Document excerpt section start
Using
Antifuse-Based FPGAs in Performance Critical Digital Designs
Thayer School of Engineering
Dartmouth College
Hanover, NH 03755
barry.fagin@dartmouth.edu
Abstract
We present experimental results
on the use of antifuse-based FPGA's in a performance critical digital design,
performed at the recently completed Thayer Rapid Prototyping Facility. Our case study focuses on the design of a
special purpose ALU for gene sequence analysis.
Our work indicates the existence of highly nonlinear relationships
between design changes and critical path lengths, due to the overwhelming
influence of routing on performance.
This suggests that the standard paradigms for digital design are not
appropriate for FPGA's. We compare our
results to previous work using SRAM-based technology, and discuss the
implications of our results for digital design and rapid prototyping.
1.0
Introduction
We have previously reported in
[1] the results of experimental investigations concerning the use of SRAM-based
FPGA's in high performance digital designs.
This paper describes similar experiments using antifuse-based
devices. Both efforts were performed at
the Thayer Rapid Prototyping Facility [2], now essentially complete.
The
Thayer RPF is an integrated digital systems laboratory, designed to permit all
stages of the design process to be carried out in a single facility. The emphasis is on board-level systems,
consistent with our research objective of producing working hardware
quickly. This is facilitated by the use
of a PCB prototyping system. This system
employs a plotter/etcher and a drill machine.
Document excerpt section end
:: Check your understanding ::
a) In the paper on antifuse-based FPGAs, copy the passage between "This suggests that" and "now essentially complete.", inclusive, substituting "flash-based" for "SRAM-based".
b) Pick up the paper on antifuse-based FPGAs after its last sentence and carry it forward.
Given entries section start
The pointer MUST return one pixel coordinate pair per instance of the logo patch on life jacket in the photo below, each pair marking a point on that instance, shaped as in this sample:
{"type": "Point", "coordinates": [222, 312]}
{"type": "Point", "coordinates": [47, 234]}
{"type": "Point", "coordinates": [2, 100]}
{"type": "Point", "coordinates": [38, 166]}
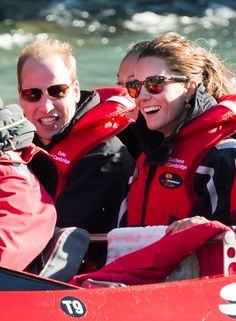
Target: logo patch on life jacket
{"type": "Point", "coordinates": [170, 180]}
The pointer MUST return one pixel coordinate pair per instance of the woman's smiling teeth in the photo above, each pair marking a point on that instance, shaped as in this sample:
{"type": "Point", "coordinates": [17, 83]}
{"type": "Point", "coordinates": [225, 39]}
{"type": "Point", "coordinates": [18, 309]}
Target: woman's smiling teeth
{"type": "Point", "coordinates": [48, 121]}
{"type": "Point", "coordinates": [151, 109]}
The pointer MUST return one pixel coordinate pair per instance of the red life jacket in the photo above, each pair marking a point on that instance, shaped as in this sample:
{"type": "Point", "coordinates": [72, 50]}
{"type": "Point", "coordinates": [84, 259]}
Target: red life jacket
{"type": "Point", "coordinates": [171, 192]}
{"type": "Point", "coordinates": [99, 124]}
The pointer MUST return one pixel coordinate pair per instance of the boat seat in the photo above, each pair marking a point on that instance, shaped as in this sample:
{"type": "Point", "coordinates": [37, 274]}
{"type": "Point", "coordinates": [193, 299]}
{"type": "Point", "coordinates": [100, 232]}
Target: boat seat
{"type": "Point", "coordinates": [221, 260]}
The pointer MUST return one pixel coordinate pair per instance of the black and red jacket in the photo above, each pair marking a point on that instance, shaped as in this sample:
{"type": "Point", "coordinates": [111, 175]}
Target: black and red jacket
Given entries section end
:: Expected responses ::
a)
This suggests that the standard paradigms for digital design are not
appropriate for FPGA's. We compare our
results to previous work using flash-based technology, and discuss the
implications of our results for digital design and rapid prototyping.
1.0
Introduction
We have previously reported in
[1] the results of experimental investigations concerning the use of flash-based
FPGA's in high performance digital designs.
This paper describes similar experiments using antifuse-based
devices. Both efforts were performed at
the Thayer Rapid Prototyping Facility [2], now essentially complete.

b)
The plotter/etcher uses commercial inkjet printing technology to spray a
resistive ink on copper film. The film
is then etched with sodium persulfate, dissolving all exposed copper. After a rinse, the ink is scrubbed off with
steel wool, and the film is tin plated.
The drilling machine and laminating equipment are then used to produce a
finished board. Both the plotter/etcher
and the drill are controlled by a PC, using vendor-supplied software.
The
system produces boards that are well behaved electrically, and supports
multilayer prototypes. Minimum trace
width and spacing are both 5/1000 inches.
Figure 1 shows a simple 2-layer, 300 hole board produced at the
RPF. This board took about an hour to
etch and drill.
Figure
1: Sample PCB Prototype Board
2.0 A
Gene Sequence ALU
We are currently using the Thayer
Rapid Prototyping Facility to perform a number of experiments in special
purpose computation. One of these
experiments entails the construction of a special purpose computer for molecular
genetics.
Many
applications of computers in molecular biology are essentially string
comparison problems. A typical
computational task in molecular biology, for example, is the determination of
the relationships between two sequences of DNA. These relationships can be
specified in terms of additions, deletions, and changes of bases. A computerized analysis of these
relationships can aid the molecular biologist in an understanding of both
evolutionary history and biological function.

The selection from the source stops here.